**Aufgaben:**
1. Beantworte anhand des Forumsauszugs zur Java-Programmierung folgende Fragen:
(a) Womit muss sich Sibylle nach eigener Aussage deutlich gründlicher befassen?
(b) Was bräuchte Sibylle im Moment pro Zeile?
(c) An welchem Datum schrieb L-ectron-X seinen Beitrag?
2. Übertrage aus dem Forumsauszug zur Java-Programmierung den Abschnitt wortgetreu: Beginne bei den Worten „Viele Zeilen sind“ und ende nach „eine Kommentarzeile ...“.
3. Führe den Forumsauszug zur Java-Programmierung im Anschluss an seinen letzten Satz weiter.

**Textseite:**
Leider erkenne ich daran meine im Moment noch vorhandenen JAVA-Grenzen.
Viele Zeilen sind neu für mich. Daraus folgt: Ich muss mich deutlich gründlicher mit dieser Sprache befassen. Vielleicht verstehe ich dann alle einzelnen Programmzeilen.
Im Moment bräuchte ich dazu pro Zeile eine Kommentarzeile ...
Ich wünsche Dir einen guten Tag und danke nochmals.
Viele Grüße
Sibylle


----------



## L-ectron-X (6. Jul 2010)

Bis jetzt hast du immer noch nicht genau gesagt, wie das Ganze genau aussehen soll. Es wird immer nur ein weiterer Beitrag mit einer möglichen (geratenen) Lösung gepostet.

**Datenauszüge:**

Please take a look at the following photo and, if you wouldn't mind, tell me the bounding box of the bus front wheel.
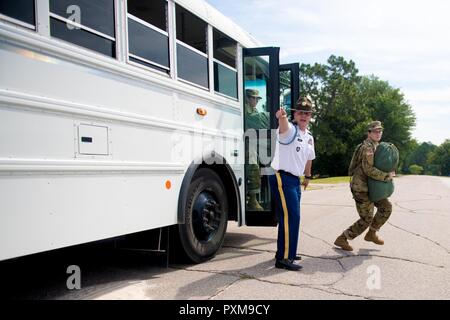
[178,168,228,263]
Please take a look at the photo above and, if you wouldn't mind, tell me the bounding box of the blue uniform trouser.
[269,172,301,260]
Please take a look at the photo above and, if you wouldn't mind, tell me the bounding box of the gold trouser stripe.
[276,172,289,259]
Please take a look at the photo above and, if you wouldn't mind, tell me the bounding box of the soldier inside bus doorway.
[245,89,270,211]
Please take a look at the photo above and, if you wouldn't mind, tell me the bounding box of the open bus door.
[243,47,299,226]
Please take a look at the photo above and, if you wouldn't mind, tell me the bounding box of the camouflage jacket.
[348,139,390,192]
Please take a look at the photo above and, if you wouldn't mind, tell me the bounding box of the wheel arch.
[177,153,242,224]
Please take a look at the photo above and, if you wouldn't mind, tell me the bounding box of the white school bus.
[0,0,299,262]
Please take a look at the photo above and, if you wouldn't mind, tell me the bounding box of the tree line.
[300,55,450,176]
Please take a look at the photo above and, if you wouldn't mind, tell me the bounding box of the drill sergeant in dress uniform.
[269,98,316,271]
[334,121,395,251]
[245,89,269,211]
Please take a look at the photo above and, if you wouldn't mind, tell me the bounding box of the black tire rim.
[192,190,222,243]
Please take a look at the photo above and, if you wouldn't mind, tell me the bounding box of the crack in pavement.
[394,201,450,218]
[302,202,354,208]
[223,238,445,271]
[388,221,450,254]
[208,278,242,300]
[173,267,376,300]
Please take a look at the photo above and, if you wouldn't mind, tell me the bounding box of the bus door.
[243,47,280,226]
[243,47,299,226]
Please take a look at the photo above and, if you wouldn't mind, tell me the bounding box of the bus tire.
[178,168,228,263]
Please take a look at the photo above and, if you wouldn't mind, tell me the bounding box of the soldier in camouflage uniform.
[334,121,395,251]
[245,89,270,211]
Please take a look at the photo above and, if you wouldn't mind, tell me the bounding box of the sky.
[207,0,450,145]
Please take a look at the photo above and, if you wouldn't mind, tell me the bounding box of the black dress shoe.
[275,259,303,271]
[275,255,302,261]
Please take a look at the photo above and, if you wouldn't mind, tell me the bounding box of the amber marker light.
[197,108,208,117]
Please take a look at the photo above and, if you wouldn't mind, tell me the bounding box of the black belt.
[278,170,299,178]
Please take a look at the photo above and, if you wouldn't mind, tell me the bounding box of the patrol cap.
[245,89,262,99]
[367,121,383,131]
[292,97,313,112]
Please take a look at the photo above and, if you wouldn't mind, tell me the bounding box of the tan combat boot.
[247,193,264,211]
[334,234,353,251]
[364,229,384,246]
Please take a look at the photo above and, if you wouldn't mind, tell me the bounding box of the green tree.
[429,139,450,176]
[409,164,423,174]
[300,55,415,176]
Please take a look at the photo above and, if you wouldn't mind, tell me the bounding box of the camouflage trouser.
[245,164,261,193]
[344,191,392,239]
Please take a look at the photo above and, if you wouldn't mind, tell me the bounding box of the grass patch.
[311,176,350,184]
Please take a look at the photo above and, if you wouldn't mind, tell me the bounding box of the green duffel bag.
[368,142,399,202]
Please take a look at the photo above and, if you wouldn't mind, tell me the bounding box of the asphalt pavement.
[0,176,450,300]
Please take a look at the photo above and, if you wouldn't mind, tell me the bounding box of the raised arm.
[275,107,289,134]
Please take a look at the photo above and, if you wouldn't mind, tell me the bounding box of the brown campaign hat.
[367,121,383,131]
[245,89,262,99]
[293,97,313,112]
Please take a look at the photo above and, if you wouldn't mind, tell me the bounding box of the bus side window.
[213,29,237,99]
[50,0,116,58]
[127,0,170,74]
[0,0,36,29]
[176,5,209,88]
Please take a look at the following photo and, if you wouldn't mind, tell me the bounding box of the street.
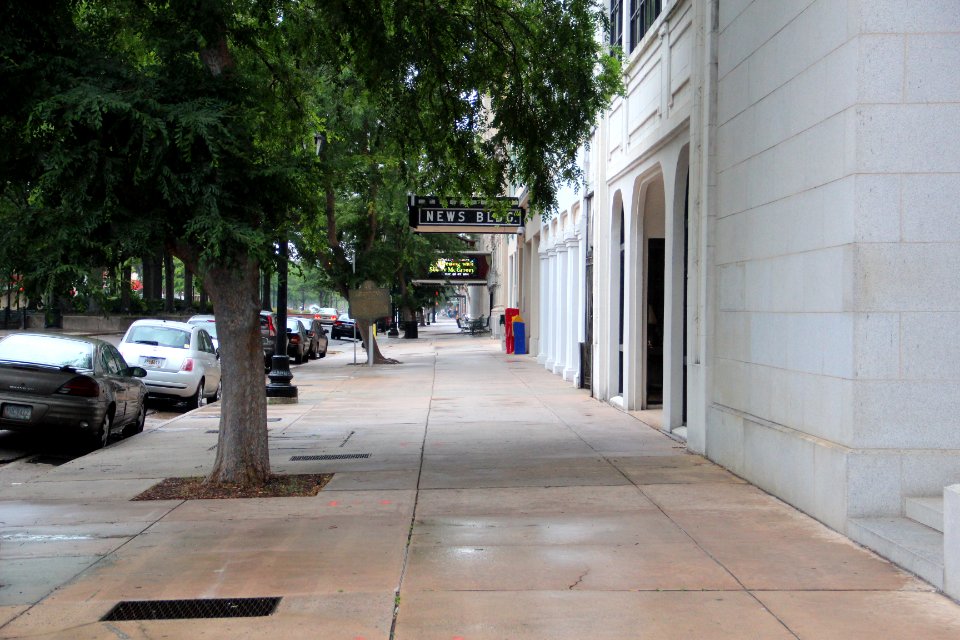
[0,321,960,640]
[0,334,366,484]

**Lösungen:**
1.
(a) Mit der Sprache JAVA.
(b) Eine Kommentarzeile.
(c) Am 6. Jul 2010.

2.
Viele Zeilen sind neu für mich. Daraus folgt: Ich muss mich deutlich gründlicher mit dieser Sprache befassen. Vielleicht verstehe ich dann alle einzelnen Programmzeilen.
Im Moment bräuchte ich dazu pro Zeile eine Kommentarzeile ...

3.
Das führt zu nichts. Mach mal Nägel mit Köpfen! Eine Skizze wäre bspw. super.


----------



## Jango (6. Jul 2010)

Kann ich dir sagen, Lex. Man möchte eine Lösung für ein Problem (Lösung, nicht Hilfe), und die auch noch ausreichend kommentiert, damit man das als von sich verkaufen kann. Das ist doch nun wirklich nichts neues...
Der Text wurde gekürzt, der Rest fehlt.